I ran these sorts of scripts by firing up a temporary custom container. you can see a super handy script in my home directory called 'bin/start-container.sh' that will start a container of a given image with all of the necessary env vars set for the container config. I think I also had another script to dump new config variables into start-container.sh, but in practice the config variables almost never changed. that start-container.sh script was probably my handiest and most frequently used productivity script. I'm sure I ran the find_domain_media_dups script by running start-container.sh in a screen session and just running the script in the screened container.
the big things off the top of my head as you jump into this are:
- how to handle merging the media set memberships of duplicate media
- how to handle merging the stories from duplicate media, keeping in mind that stories updates in postgresql are super slow because of all the triggers and references in the stories table
- how to handle updating old topics that reference media and stories that will no longer exist once you start merging media
I've been working on a script that builds on Hal's find_domain_media_dups.py
. I'll post a link on this thread once it's in a semi-presentable state.

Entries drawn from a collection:
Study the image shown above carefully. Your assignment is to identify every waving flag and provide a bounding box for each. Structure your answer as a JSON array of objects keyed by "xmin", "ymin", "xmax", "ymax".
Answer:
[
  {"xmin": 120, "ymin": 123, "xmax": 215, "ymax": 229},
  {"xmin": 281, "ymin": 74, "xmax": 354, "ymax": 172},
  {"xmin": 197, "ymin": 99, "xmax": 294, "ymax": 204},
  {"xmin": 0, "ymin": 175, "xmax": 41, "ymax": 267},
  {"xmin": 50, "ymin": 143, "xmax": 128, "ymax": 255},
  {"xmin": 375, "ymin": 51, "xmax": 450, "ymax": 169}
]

Set of tasks
A) According to the forum post on duplicate media, which script was the writer's handiest and most frequently used productivity script?
B) Continue the forum post on duplicate media from its final sentence onward.

The replies
A) The start-container.sh script, found at bin/start-container.sh in the writer's home directory.

B)
On the subject of how to determine which source among duplicates becomes the parent (i.e., the one to which all others are merged):
in general, we choose the media source with the best content. it's often hard to figure that out. the dedup_topic_media script is my best attempt at trying to figure out when I can just automatically decide which media source to merge into the other.
otherwise, you just have to stare at them and make a decision manually, which is why that script runs in interactive mode.
I have an idea for attempting to automate this further which I'll demonstrate in my script; I'll post that here when ready
Could you post what you have so far, no matter how unfinished / deep in the trenches / a bunch of hacks it is? I.e. would you be able to:
in general, we choose the media source with the best content. it's often hard to figure that out. the dedup_topic_media script is my best attempt at trying to figure out when I can just automatically decide which media source to merge into the other.
I'd lean towards merging into a media source with the most "presentable" / canonical URL (domain), i.e. with
media_id,domain
1,subsection1.nytimes.com
2,subsection2.nytimes.com
3,www.nytimes.com
4,nytimes.com
we should make it easy for us and merge everything into 3,www.nytimes.com
or 4,nytimes.com
(even if that media ID has no stories / feeds and was empty before).
Notebook here. I'm still working on finding a way to run the dedupe_media
function that doesn't take many hours, so I don't have a CSV to share at this point; any optimization advice you've got on that would be helpful.
Can you run with buckets of media_ids so that you can chunk it into jobs that parallelize?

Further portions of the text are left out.